Stored items:
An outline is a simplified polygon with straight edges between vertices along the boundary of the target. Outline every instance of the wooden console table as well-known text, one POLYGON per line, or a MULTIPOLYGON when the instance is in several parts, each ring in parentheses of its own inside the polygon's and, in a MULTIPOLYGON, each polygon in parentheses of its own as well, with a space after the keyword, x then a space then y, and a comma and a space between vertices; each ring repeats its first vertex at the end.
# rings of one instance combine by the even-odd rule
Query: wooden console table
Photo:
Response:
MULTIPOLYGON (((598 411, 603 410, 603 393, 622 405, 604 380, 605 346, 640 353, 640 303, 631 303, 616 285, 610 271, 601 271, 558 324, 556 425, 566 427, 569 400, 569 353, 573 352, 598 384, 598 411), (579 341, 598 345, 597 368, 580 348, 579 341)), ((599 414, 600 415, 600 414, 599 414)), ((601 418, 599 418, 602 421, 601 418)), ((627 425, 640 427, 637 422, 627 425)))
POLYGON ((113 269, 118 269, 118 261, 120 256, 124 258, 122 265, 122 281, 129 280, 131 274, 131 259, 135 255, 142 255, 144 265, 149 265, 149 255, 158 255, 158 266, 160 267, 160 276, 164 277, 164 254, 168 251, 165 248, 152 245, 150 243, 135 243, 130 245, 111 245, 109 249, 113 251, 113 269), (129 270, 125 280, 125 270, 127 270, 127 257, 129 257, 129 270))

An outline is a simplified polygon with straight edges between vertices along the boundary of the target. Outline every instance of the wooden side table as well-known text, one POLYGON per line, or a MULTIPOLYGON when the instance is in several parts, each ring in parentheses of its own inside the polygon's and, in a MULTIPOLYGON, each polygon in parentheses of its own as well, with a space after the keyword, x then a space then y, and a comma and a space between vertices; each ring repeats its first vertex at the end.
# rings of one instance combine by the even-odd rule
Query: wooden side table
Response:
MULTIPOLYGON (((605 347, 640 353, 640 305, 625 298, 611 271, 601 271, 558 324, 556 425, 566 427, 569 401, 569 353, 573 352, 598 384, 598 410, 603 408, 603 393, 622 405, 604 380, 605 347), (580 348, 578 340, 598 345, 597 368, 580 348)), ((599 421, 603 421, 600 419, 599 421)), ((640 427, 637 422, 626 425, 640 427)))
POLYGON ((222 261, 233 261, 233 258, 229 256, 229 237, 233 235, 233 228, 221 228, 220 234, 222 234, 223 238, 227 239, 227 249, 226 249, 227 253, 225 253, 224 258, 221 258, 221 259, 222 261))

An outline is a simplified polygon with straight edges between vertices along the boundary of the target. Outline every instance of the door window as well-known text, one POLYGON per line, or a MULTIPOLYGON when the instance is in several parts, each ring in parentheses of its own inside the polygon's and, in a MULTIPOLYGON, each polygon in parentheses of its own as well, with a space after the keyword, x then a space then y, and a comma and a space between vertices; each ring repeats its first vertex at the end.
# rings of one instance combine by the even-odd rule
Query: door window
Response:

What you need to do – Beginning with the first line and ending with the last, restate the data word for word.

Solution to this task –
An outline is a simplified polygon with straight edges between vertices along the boundary of the target. Outline every instance of the wooden console table as well-known text, one POLYGON per line, or a MULTIPOLYGON when the instance is in several parts, each ring in parentheses of its own inside the polygon's and, in a MULTIPOLYGON, each polygon in parentheses of its own as well, with a space after the keyword, x then a space then y, and a comma and a space between vertices; each ring repeats its first vertex at the end.
# rings of one instance combine by the even-odd rule
Query: wooden console table
Photo:
Response:
MULTIPOLYGON (((598 411, 603 410, 603 393, 622 405, 604 380, 605 346, 640 353, 640 303, 631 303, 616 285, 610 271, 601 271, 558 324, 556 425, 566 427, 569 400, 569 353, 573 352, 598 384, 598 411), (579 341, 598 345, 597 368, 580 348, 579 341)), ((599 414, 600 415, 600 414, 599 414)), ((601 418, 599 418, 602 421, 601 418)), ((627 425, 640 427, 637 422, 627 425)))
POLYGON ((113 269, 118 269, 118 261, 120 256, 124 258, 122 265, 122 281, 129 280, 131 274, 131 259, 135 255, 142 255, 144 265, 149 265, 149 255, 158 255, 158 266, 160 267, 160 276, 164 277, 164 254, 168 251, 165 248, 152 245, 150 243, 135 243, 130 245, 111 245, 109 249, 113 251, 113 269), (129 270, 125 280, 125 270, 127 270, 127 257, 129 257, 129 270))

An outline is a simplified polygon with straight edges between vertices along the boundary of the target. Outline every instance of the wooden side table as well-known text, one POLYGON per line, or a MULTIPOLYGON when the instance is in several parts, each ring in parentheses of its own inside the polygon's and, in a MULTIPOLYGON, each polygon in parentheses of its own as well, with a space after the keyword, x then a space then y, and a comma and a space between vertices; each ring repeats its first vertex at the end.
# rings of one instance combine by the even-odd rule
Query: wooden side table
Response:
MULTIPOLYGON (((605 347, 640 353, 640 305, 625 298, 611 271, 601 271, 558 324, 556 425, 566 427, 569 401, 569 353, 573 352, 598 384, 598 410, 603 408, 603 393, 622 405, 604 380, 605 347), (580 348, 578 340, 598 345, 597 368, 580 348)), ((599 421, 603 421, 600 419, 599 421)), ((640 427, 637 422, 626 425, 640 427)))
POLYGON ((222 261, 233 261, 233 258, 229 256, 229 237, 233 235, 233 228, 221 228, 220 234, 222 234, 223 238, 227 239, 227 249, 226 249, 227 253, 225 253, 224 258, 221 258, 221 259, 222 261))

An outline is a simplified polygon with straight edges between vertices along the boundary of the target. Outline every instance of the door window as well-known text, one POLYGON per line, or a MULTIPOLYGON when the instance is in several parts, each ring in parentheses of its own inside the polygon's and, in a MULTIPOLYGON, each polygon in parentheses of its own as well, with a space after the keyword, x then a space then y, and a comma and a space between vertices; each ring repeats its first vertex at the end.
# rings of one instance combine by the even-odd rule
Query: door window
Response:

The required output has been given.